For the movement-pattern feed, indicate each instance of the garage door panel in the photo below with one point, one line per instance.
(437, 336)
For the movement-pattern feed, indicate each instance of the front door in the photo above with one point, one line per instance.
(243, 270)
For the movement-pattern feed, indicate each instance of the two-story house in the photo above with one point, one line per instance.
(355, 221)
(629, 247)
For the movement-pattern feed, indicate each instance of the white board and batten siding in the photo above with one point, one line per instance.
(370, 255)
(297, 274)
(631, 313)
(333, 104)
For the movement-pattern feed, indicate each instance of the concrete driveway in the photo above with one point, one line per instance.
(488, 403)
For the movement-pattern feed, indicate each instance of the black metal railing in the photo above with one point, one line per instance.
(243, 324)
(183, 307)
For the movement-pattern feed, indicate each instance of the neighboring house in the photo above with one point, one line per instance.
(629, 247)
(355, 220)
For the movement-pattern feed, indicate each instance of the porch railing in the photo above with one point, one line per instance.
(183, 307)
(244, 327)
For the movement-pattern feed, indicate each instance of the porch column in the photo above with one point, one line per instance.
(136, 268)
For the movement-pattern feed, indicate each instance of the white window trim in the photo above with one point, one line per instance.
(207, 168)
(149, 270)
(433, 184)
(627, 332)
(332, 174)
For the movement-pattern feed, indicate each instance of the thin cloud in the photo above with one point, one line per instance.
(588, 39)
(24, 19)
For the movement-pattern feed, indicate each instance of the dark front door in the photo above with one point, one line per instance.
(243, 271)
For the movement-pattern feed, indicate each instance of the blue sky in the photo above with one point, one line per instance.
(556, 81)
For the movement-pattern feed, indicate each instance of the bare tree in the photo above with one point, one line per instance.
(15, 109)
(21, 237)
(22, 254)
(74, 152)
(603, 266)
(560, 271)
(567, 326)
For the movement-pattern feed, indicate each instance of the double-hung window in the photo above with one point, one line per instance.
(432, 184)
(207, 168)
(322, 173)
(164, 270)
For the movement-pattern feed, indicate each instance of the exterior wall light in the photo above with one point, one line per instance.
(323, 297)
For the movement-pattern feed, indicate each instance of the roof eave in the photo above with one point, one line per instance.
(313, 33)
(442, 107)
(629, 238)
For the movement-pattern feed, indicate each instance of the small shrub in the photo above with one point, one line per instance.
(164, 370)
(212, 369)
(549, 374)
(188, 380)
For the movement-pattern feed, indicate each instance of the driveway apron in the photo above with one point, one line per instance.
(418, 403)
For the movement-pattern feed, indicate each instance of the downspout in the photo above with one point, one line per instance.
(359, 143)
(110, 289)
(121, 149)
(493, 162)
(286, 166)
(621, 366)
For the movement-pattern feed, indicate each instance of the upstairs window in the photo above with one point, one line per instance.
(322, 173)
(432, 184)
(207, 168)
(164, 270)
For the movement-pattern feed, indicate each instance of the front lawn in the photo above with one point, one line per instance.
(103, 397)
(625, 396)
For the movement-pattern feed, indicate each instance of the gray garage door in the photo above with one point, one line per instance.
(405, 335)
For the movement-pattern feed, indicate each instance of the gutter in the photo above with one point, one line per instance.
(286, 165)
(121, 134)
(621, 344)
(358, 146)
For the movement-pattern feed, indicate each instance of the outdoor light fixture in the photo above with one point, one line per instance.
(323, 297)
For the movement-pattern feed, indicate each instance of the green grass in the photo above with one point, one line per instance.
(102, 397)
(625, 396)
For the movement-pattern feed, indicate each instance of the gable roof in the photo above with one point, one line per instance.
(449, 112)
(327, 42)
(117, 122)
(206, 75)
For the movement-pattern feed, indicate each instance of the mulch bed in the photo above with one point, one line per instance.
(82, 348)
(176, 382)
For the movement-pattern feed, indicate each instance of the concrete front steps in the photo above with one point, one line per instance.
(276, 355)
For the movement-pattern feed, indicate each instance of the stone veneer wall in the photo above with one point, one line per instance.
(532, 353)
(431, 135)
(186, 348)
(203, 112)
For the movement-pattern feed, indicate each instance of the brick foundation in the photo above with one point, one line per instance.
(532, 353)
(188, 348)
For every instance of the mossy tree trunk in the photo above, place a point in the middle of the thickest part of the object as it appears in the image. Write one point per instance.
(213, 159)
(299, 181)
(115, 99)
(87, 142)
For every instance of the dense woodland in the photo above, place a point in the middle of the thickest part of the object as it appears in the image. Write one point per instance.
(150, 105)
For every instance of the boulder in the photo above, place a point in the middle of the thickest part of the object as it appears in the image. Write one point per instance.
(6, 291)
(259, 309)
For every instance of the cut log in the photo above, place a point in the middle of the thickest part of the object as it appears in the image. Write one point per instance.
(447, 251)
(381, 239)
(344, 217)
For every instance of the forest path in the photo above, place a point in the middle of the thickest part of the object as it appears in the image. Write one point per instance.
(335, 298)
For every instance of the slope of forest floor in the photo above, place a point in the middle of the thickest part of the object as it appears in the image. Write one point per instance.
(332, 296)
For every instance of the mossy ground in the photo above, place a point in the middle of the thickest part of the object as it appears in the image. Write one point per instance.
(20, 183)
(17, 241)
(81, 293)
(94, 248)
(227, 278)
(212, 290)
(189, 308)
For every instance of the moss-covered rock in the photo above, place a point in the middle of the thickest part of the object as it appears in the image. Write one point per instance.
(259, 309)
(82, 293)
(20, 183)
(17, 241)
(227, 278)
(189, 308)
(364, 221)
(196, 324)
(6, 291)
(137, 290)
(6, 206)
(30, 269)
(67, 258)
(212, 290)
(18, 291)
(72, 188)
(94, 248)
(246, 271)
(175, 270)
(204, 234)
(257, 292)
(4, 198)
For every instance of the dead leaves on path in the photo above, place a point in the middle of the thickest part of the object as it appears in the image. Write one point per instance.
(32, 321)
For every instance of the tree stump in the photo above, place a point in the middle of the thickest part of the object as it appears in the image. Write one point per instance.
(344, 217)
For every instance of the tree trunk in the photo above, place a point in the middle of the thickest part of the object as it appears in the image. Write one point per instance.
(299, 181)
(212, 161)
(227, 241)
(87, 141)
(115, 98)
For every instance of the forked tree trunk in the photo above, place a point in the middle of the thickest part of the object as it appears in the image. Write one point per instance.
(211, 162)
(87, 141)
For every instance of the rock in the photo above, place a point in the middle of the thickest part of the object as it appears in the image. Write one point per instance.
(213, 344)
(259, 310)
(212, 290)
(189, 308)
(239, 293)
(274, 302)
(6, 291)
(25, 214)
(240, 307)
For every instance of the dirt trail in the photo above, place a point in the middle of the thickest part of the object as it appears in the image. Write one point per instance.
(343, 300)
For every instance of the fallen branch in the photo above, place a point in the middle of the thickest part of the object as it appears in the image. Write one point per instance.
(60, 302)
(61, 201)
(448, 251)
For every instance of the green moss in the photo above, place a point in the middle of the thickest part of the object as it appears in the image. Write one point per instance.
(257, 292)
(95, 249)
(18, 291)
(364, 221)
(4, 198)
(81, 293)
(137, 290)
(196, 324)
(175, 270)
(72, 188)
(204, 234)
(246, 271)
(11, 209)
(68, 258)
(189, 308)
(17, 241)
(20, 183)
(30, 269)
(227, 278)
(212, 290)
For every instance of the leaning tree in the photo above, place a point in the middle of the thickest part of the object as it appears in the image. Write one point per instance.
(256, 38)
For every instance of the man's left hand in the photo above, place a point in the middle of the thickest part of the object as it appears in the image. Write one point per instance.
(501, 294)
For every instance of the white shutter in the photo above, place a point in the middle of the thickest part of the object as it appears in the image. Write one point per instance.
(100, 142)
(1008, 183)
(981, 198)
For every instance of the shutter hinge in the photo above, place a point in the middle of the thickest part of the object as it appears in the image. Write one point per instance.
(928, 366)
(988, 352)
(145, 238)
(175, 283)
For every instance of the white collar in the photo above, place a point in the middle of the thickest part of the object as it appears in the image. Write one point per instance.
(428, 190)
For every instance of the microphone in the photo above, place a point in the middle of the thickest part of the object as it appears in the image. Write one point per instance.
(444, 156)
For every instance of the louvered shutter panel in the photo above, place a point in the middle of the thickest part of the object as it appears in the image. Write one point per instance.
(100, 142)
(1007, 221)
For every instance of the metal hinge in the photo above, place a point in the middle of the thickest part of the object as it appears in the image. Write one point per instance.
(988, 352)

Task instructions | Copy only the stretch running from the line containing "For every instance of the white collar" to the final line of the entries, both ends included, exactly as it stands.

Output for this task |
For every instance of the white collar in the photo above, place a point in the middle of the thickest part of the object as it appears in the image. Write one point per instance.
(428, 190)
For every instance of the microphone in the photo above, place a point in the middle of the thickest part of the object as it appears in the image. Write one point per instance.
(444, 156)
For every instance of the louvered shutter panel in the photo above, place a point in the middle of the thickest part of the object as it appears in the image. Write one point per instance.
(100, 142)
(1007, 221)
For every instance of the metal hinge in the photo above, place a point in the middle of the thickest part of the object as it appears in the image. Write one point per instance.
(988, 352)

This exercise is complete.